SELECTION:

----

"Perfect Gentleman" is the third single released from Haitian rapper Wyclef Jean's second studio album, The Ecleftic: 2 Sides II a Book. It features a guest verse by rapper and co-writer Hope Harris. The song cites Chris Rock's spoken-word piece "No Sex (In the Champagne Room)".

"Perfect Gentleman" was released in the United States on 30 January 2001 and reached number eight on the Billboard Bubbling Under Hot R&B/Hip-Hop Songs chart; it failed to chart on the Billboard Hot 100. Internationally, the song peaked within the top 10 in Denmark, Germany, Ireland, Norway, Sweden, and the United Kingdom. In the latter country, the song was certified gold by the British Phonographic Industry (BPI).

Chart performance
In the United Kingdom, "Perfect Gentleman" peaked at number four on the UK Singles Chart and spent a total of 20 weeks on the chart. In 2013, the song re-appeared on the chart at number 70. In December 2017, the single was certified gold by the British Phonographic Industry (BPI), denoting sales and streams of 400,000 units in Britain. The song is also certified gold in Sweden, where it reached number four as well.

Music video
The music video was shot in Washington D.C. and features a scene outside The White House. The video shows Wyclef Jean in a large ballroom, performing the song to the crowd. It later features Jean as a college dean, outlining his plans for being the Perfect Gentleman. One of the songswriters, Harry Tait, makes a guest appearance in the video.

Track listings

UK CD single 
 "Perfect Gentleman" (LP version) – 4:09
 "Perfect Gentleman" (vinyl remix featuring Xzibit and King Yellowman) – 4:38
 "Perfect Gentleman" (Kelly G House mix) – 8:25
 "Perfect Gentleman" (CD extra video)

----

GIVEN DATA:

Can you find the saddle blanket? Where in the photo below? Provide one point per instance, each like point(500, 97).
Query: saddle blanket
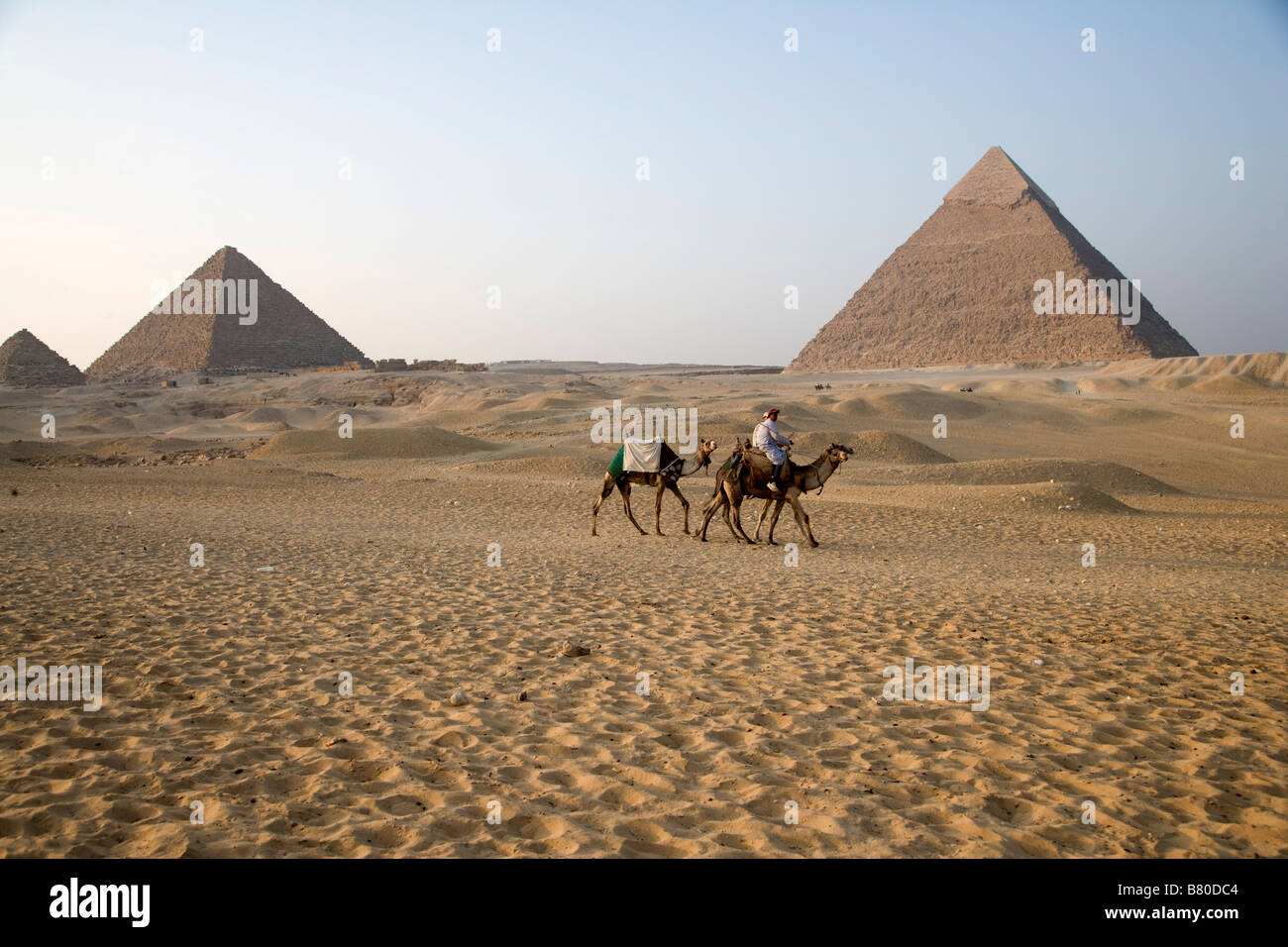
point(640, 457)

----

THE TASKS:
1. Name every country that the "Perfect Gentleman" article lists as a place where the song peaked within the top 10.
2. Reproduce the "Perfect Gentleman" article word for word from "UK CD single" to "(CD extra video)".

ANSWERS TO EACH TASK:
1. Denmark, Germany, Ireland, Norway, Sweden, and the United Kingdom.

2.
UK CD single 
 "Perfect Gentleman" (LP version) – 4:09
 "Perfect Gentleman" (vinyl remix featuring Xzibit and King Yellowman) – 4:38
 "Perfect Gentleman" (Kelly G House mix) – 8:25
 "Perfect Gentleman" (CD extra video)